• YOUR GOAL: When a line below holds the string "jersey", show that line.

Items from a data source
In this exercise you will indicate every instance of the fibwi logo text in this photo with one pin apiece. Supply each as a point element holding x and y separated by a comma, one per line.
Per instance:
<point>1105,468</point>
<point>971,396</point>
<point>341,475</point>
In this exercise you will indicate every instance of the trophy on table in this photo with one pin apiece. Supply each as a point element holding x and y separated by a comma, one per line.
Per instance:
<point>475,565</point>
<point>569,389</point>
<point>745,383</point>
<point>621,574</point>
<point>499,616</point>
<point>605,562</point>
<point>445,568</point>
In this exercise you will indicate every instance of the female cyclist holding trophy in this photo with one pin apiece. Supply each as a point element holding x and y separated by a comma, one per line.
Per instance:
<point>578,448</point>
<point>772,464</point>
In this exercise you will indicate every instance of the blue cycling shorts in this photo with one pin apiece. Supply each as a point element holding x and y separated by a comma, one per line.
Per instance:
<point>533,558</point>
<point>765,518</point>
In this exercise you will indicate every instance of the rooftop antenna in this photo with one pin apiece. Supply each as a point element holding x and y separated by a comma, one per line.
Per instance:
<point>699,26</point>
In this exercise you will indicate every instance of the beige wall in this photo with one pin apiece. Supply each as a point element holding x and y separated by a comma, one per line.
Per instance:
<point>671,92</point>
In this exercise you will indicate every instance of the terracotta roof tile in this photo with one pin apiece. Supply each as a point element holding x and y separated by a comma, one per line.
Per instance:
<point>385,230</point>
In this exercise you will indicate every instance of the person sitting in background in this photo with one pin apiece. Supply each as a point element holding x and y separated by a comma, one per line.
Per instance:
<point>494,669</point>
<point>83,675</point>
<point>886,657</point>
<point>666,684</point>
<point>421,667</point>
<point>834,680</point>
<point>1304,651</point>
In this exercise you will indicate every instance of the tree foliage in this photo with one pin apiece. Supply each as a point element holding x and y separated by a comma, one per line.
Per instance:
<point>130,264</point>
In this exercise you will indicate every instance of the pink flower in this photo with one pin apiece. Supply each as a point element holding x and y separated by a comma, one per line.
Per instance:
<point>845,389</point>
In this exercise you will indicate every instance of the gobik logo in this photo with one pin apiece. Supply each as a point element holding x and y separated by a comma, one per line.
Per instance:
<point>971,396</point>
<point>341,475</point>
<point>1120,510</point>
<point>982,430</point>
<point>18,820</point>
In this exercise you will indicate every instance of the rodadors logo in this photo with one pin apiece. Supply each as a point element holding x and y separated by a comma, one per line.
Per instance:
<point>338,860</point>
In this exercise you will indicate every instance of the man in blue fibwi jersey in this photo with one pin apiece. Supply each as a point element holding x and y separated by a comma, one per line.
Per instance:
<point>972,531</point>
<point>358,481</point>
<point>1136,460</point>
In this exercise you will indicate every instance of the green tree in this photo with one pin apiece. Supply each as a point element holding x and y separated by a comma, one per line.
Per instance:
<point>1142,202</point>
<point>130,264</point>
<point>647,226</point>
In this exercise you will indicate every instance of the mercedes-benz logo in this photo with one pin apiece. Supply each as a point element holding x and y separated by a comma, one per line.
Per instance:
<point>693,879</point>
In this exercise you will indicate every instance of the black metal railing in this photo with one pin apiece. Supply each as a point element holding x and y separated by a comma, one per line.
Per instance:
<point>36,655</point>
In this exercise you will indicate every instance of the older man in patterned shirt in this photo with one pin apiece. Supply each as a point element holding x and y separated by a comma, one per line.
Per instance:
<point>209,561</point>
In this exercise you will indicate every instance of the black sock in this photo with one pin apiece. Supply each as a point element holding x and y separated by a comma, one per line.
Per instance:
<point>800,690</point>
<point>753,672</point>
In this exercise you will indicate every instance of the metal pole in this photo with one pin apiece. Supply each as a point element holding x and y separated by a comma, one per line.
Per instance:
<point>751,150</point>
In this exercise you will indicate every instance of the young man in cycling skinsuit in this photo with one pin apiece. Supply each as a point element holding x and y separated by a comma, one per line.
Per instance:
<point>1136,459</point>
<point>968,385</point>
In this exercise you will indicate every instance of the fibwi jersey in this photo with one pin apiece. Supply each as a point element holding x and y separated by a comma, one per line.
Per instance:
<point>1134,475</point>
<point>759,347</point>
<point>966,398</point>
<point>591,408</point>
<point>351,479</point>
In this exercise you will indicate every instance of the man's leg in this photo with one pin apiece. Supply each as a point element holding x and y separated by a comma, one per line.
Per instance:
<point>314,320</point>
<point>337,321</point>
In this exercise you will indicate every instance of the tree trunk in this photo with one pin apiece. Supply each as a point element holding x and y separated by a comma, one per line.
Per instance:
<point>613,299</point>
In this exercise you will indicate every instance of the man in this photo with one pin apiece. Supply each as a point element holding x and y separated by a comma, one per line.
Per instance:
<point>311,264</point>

...

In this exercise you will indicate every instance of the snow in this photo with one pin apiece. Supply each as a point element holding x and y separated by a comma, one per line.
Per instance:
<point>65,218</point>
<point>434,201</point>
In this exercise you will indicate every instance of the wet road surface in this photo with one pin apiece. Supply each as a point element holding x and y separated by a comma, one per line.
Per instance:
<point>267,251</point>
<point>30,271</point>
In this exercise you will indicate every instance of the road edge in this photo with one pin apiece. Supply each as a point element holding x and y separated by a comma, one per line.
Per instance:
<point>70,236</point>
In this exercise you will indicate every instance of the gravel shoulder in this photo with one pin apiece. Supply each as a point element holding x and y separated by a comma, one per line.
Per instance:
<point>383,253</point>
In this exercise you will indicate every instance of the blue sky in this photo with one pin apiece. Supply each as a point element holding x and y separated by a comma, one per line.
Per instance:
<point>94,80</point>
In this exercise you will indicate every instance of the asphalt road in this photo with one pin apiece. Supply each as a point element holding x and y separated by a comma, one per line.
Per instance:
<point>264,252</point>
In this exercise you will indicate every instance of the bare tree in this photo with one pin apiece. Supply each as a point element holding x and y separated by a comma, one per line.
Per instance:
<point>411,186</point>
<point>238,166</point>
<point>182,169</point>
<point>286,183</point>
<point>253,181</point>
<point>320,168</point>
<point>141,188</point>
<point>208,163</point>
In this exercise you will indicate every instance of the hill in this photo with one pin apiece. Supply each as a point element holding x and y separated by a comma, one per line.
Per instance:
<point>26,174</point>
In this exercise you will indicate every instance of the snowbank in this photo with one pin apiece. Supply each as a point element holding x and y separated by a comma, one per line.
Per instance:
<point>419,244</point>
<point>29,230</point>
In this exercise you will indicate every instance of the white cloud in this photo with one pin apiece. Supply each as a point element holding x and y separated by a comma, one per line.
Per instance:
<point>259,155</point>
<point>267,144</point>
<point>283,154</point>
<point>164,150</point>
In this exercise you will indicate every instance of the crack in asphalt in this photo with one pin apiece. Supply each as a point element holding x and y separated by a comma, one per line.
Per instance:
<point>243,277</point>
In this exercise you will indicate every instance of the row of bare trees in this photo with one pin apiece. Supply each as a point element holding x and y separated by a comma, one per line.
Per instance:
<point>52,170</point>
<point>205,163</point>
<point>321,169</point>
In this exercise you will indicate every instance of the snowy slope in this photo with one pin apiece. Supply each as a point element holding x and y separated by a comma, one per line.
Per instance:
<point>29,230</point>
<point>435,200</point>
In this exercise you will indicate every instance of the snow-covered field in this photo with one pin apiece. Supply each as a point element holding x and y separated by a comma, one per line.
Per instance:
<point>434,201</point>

• PROBLEM SOLUTION:
In this exercise you will indicate every instance of the man in blue fibwi jersey in this photo with one pin apiece. Supply each as a point element holding x and y separated by a comma, one per line.
In this exercise you will indicate every instance of the fibwi jersey in this photo with one pin apiece. Supply each as a point element holding x and y separated by a comma, one per line.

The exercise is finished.